◆ **Stated goal**: Change every "pixel corners" to "corner coordinates" throughout the material below, and leave everything else as it is.

◆ **Dataset extracts labeled with boxes**:
%%

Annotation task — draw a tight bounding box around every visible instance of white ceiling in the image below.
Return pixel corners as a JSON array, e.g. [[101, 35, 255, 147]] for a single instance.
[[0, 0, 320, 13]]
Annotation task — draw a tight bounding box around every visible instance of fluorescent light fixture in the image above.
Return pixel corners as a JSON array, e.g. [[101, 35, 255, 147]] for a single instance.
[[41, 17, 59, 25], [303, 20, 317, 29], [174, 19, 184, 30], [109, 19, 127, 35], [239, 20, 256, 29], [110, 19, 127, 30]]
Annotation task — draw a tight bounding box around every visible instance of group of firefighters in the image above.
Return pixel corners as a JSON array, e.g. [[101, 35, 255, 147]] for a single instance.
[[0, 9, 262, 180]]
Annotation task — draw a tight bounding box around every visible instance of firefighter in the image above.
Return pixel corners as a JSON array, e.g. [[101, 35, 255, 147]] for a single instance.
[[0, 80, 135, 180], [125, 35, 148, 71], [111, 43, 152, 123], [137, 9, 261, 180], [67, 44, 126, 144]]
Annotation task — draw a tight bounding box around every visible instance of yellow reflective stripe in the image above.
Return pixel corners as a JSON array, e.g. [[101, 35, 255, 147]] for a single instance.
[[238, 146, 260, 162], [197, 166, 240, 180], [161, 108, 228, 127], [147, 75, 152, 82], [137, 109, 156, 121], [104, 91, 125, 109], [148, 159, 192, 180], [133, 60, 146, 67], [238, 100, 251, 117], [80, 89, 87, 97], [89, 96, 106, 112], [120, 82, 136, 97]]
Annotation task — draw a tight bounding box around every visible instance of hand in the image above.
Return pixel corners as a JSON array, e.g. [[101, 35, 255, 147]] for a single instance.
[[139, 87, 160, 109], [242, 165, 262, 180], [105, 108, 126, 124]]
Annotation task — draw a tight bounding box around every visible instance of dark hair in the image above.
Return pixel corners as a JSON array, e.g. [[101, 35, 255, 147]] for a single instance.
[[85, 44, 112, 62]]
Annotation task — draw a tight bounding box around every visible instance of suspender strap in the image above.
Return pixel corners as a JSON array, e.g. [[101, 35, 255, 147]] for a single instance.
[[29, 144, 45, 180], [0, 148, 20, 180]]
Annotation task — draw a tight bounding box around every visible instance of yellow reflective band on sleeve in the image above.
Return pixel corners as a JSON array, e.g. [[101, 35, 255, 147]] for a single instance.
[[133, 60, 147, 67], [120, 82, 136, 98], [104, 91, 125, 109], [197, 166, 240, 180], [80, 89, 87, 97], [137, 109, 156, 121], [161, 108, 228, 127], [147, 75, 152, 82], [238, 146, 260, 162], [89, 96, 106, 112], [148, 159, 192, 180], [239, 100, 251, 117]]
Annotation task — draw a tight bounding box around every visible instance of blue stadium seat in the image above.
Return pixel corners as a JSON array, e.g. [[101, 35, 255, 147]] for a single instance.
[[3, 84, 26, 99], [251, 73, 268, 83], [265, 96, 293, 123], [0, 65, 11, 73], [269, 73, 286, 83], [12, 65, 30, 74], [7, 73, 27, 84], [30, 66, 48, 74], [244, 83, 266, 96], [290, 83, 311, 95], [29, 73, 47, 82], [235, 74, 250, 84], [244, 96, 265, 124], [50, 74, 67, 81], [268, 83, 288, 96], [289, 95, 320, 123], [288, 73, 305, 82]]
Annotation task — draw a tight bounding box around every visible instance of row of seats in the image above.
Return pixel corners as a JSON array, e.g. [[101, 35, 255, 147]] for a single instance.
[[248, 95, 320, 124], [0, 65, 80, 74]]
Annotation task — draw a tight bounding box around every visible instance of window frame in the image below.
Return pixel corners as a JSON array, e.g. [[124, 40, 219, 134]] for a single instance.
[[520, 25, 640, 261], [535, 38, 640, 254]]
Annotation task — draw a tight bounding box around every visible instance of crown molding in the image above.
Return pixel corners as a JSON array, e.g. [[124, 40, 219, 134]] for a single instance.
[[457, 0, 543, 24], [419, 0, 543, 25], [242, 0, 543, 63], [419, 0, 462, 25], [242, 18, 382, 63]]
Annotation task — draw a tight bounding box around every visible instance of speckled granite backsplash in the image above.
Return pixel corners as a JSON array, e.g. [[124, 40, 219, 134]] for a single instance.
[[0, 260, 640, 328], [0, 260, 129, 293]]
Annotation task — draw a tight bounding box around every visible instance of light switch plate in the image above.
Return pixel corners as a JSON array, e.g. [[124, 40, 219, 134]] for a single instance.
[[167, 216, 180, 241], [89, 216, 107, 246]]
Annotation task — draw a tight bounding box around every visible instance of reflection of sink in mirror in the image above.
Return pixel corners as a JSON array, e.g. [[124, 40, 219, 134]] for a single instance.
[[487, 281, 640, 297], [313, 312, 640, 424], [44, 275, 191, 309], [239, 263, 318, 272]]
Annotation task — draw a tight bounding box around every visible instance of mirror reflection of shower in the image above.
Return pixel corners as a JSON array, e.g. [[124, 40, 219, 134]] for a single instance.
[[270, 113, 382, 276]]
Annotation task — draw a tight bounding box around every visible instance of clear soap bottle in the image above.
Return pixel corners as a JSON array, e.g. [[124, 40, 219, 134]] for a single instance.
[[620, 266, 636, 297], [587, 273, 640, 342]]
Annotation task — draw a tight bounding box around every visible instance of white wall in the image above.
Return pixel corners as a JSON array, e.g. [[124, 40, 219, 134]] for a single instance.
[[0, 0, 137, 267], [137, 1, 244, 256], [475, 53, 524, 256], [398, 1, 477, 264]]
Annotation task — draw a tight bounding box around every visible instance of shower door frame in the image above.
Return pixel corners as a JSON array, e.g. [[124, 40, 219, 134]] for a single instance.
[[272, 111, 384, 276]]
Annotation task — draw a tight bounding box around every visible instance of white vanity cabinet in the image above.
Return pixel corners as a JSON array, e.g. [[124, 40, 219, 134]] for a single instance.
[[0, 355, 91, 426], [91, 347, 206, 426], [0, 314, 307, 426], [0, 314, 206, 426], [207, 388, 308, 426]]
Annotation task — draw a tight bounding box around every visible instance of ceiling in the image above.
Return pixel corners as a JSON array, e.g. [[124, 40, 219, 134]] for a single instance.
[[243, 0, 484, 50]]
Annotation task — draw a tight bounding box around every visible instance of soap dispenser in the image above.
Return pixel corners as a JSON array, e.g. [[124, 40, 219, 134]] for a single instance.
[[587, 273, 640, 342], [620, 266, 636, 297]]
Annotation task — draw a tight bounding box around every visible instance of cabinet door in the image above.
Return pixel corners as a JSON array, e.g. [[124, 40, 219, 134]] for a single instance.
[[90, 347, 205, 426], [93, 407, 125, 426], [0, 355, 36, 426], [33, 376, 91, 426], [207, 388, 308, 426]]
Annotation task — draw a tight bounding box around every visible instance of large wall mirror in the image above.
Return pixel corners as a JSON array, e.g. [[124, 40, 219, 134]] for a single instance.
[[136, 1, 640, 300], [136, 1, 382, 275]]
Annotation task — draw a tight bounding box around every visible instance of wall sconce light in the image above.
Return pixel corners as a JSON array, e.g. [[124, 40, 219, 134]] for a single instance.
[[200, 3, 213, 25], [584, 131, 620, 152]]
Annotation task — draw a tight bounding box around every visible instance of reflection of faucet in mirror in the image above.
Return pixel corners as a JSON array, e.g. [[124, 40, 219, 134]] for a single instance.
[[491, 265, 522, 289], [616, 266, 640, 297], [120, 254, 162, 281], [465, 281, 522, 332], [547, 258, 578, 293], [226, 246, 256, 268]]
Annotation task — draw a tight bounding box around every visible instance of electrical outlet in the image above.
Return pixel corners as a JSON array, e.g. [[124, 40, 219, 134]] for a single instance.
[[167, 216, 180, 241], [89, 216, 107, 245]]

%%

◆ **Solution to this task**:
Annotation task — draw a tight bounding box around every visible instance of white ceiling in the image below.
Return corner coordinates as a JSON array, e.g. [[101, 35, 255, 147]] for a single instance.
[[0, 0, 320, 13]]
Annotation task — draw a tight bounding box around every visible instance of fluorescent light fixture in the image above.
Return corner coordinates as a JSON array, e.g. [[101, 35, 255, 147]] for a single instance.
[[41, 17, 59, 25], [303, 20, 317, 29], [174, 19, 184, 30], [109, 19, 127, 35], [239, 20, 256, 29], [110, 19, 127, 30]]
Annotation task — draw a tight bounding box around every visible instance of group of firefighters in the image above.
Return corner coordinates as a JSON array, e.g. [[101, 35, 255, 147]] for a single instance.
[[0, 9, 262, 180]]
Annotation task — draw a tight bounding box around every visible instance of firefighter in the image above.
Return corner coordinates as a JSON array, e.g. [[101, 35, 255, 147]] for a single instance.
[[0, 80, 135, 180], [125, 35, 148, 71], [111, 43, 152, 123], [137, 9, 261, 180], [67, 44, 126, 144]]
Annotation task — draw a tight bounding box around every visible instance of yellow reflective stripe in the image above.
Return corner coordinates as a JSON array, e.g. [[101, 35, 255, 147]] for a single instance.
[[238, 146, 260, 162], [197, 166, 240, 180], [161, 108, 228, 127], [147, 75, 152, 82], [137, 109, 156, 121], [104, 91, 125, 109], [148, 159, 192, 180], [133, 60, 146, 67], [238, 100, 251, 117], [80, 89, 87, 97], [89, 96, 106, 112], [120, 82, 136, 97]]
Annotation task — draw a tight bounding box around every visible instance of hand in the image above.
Return corner coordinates as a JSON array, e.g. [[101, 35, 255, 147]] for a single instance.
[[139, 87, 160, 109], [242, 165, 262, 180], [105, 108, 126, 124]]
Annotation task — draw a tight bounding box around every visible instance of dark hair in the image above.
Return corner coordinates as a JSON array, e.g. [[101, 35, 255, 147]] for a single instance.
[[85, 44, 112, 62]]
Annotation task — draw a tight bounding box around every visible instance of suspender strap in the image above.
Return corner coordinates as a JSON array, e.g. [[101, 35, 255, 147]] for a single instance.
[[29, 144, 45, 180], [0, 148, 20, 180]]
Annotation task — draw a tight bounding box around every visible instance of yellow reflective band on sleeve in the image above.
Return corner coordinates as a JSON array, e.g. [[101, 35, 255, 147]] for a single instance.
[[133, 60, 147, 67], [120, 82, 136, 98], [104, 91, 125, 109], [197, 166, 240, 180], [80, 89, 87, 97], [137, 109, 156, 121], [161, 108, 228, 127], [147, 75, 152, 82], [238, 146, 260, 162], [89, 96, 106, 112], [148, 159, 192, 180], [239, 100, 251, 117]]
Annotation task — draw a tight bounding box around every visible instance of blue stadium seat in the image above.
Return corner coordinates as a JSON array, e.g. [[101, 35, 255, 147]] for a single instance.
[[3, 84, 26, 99], [251, 73, 268, 83], [265, 96, 293, 123], [0, 65, 11, 73], [269, 73, 286, 83], [12, 65, 30, 74], [7, 73, 27, 84], [30, 66, 48, 74], [244, 83, 266, 96], [290, 83, 311, 95], [29, 73, 47, 82], [235, 74, 250, 84], [244, 96, 265, 124], [50, 74, 67, 81], [268, 83, 288, 96], [289, 95, 320, 123], [288, 73, 305, 82]]
Annotation task — draw a tight bounding box around every visible instance of row of seats in the image above.
Return corner coordinates as a JSON array, e.g. [[101, 35, 255, 147]] for a single instance.
[[248, 95, 320, 124], [0, 65, 80, 74]]
Annotation task — draw a tight bounding box around every visible instance of window frame in the image below.
Return corner coordinates as a JSON array, e.g. [[124, 40, 219, 134]] for a single instance.
[[520, 25, 640, 261], [535, 38, 640, 254]]
Annotation task — draw a tight bounding box around every visible instance of crown molding in the image above.
Return corner coordinates as a JSON array, e.g. [[124, 40, 219, 134]] for a single instance.
[[457, 0, 543, 24], [419, 0, 543, 25], [242, 0, 543, 63], [419, 0, 462, 25], [242, 18, 382, 63]]
Annotation task — draw a tight bounding box around every visible instance of speckled granite backsplash in the image above.
Return corner coordinates as a JSON array, e.g. [[124, 40, 219, 134]] for a single instance.
[[0, 260, 640, 328], [0, 260, 129, 293]]
Annotation task — draw a tight bounding box around every visible instance of light switch plate in the image above.
Return corner coordinates as a JSON array, e.g. [[124, 40, 219, 134]] for a single instance.
[[167, 216, 180, 241], [89, 216, 107, 246]]
Annotation task — draw a tight bounding box around every visible instance of reflection of sink in mirror in the image above.
Return corner coordinates as a JSON array, e.g. [[124, 40, 219, 134]] for a single instance.
[[487, 281, 640, 297], [313, 312, 640, 424], [44, 275, 191, 309], [239, 263, 318, 272]]
Annotation task — draw a tight bounding box around every visible instance of mirror reflection of shower in the image above.
Return corner coordinates as a JSON array, e.g. [[124, 40, 219, 134]] for a single instance.
[[270, 113, 382, 276]]
Annotation task — draw a tight bounding box around every visible instance of clear soap bottle in the image above.
Return corner coordinates as a JSON array, e.g. [[124, 40, 219, 134]] for a single instance.
[[620, 266, 636, 297], [587, 273, 640, 342]]
Annotation task — draw a tight bounding box around every visible instance of white wall in the image above.
Return corner coordinates as a JSON array, e.g. [[124, 40, 219, 134]] for a single instance.
[[0, 0, 137, 267], [137, 1, 244, 256], [475, 53, 524, 256], [398, 1, 477, 264]]
Annotation task — draw a tight bounding box around every visible instance of shower door frame in the image above.
Return corner coordinates as a JSON array, e.g. [[124, 40, 219, 134]] for a single instance.
[[272, 111, 384, 276]]
Annotation task — draw a tight bounding box around every visible instance of white vanity cabinet in the image above.
Return corner coordinates as a JSON array, e.g. [[124, 40, 219, 134]] for a single instance.
[[0, 355, 91, 426], [91, 347, 206, 426], [0, 314, 307, 426], [0, 314, 206, 426], [207, 388, 308, 426]]
Annotation task — draw a tight bounding box around every visible instance of ceiling in the image above.
Return corner coordinates as a JSON array, e.g. [[124, 40, 219, 134]] for a single instance.
[[243, 0, 484, 50]]
Annotation task — draw a tight bounding box around every visible instance of soap dispenser in the image above.
Return corner coordinates as a JSON array, e.g. [[124, 40, 219, 134]] for a single instance.
[[587, 273, 640, 342], [620, 266, 636, 297]]
Annotation task — draw a tight bounding box around every visible instance of cabinet door in the image above.
Return corner coordinates as a JSON array, e.g. [[124, 40, 219, 134]] for a single instance.
[[90, 347, 205, 426], [93, 407, 125, 426], [0, 355, 36, 426], [33, 376, 91, 426], [207, 388, 308, 426]]
Annotation task — draw a tight bounding box around every visible instance of large wall mirror in the image above.
Return corner coordinates as a JSON array, e.g. [[124, 40, 219, 134]] for a single instance.
[[136, 1, 640, 300], [136, 1, 382, 275]]
Annotation task — draw a tight bounding box around every visible instance of wall sconce light in the image above.
Return corner coordinates as a JSON array, e.g. [[124, 40, 219, 134]] for a single instance.
[[200, 3, 213, 25], [584, 131, 620, 152]]
Annotation task — draw a tight bounding box around every visible instance of reflection of faucet in mirror in the image above.
Return corner coordinates as a JSON array, e.g. [[124, 40, 219, 134]] for a single instance.
[[491, 265, 522, 289], [616, 266, 640, 297], [120, 254, 162, 281], [465, 281, 522, 332], [547, 258, 578, 293], [226, 246, 256, 268]]
Annotation task — draw a tight bounding box around every visible instance of electrical outlet in the image above.
Return corner coordinates as a JSON array, e.g. [[124, 40, 219, 134]] for a single instance.
[[167, 216, 180, 241], [89, 216, 107, 245]]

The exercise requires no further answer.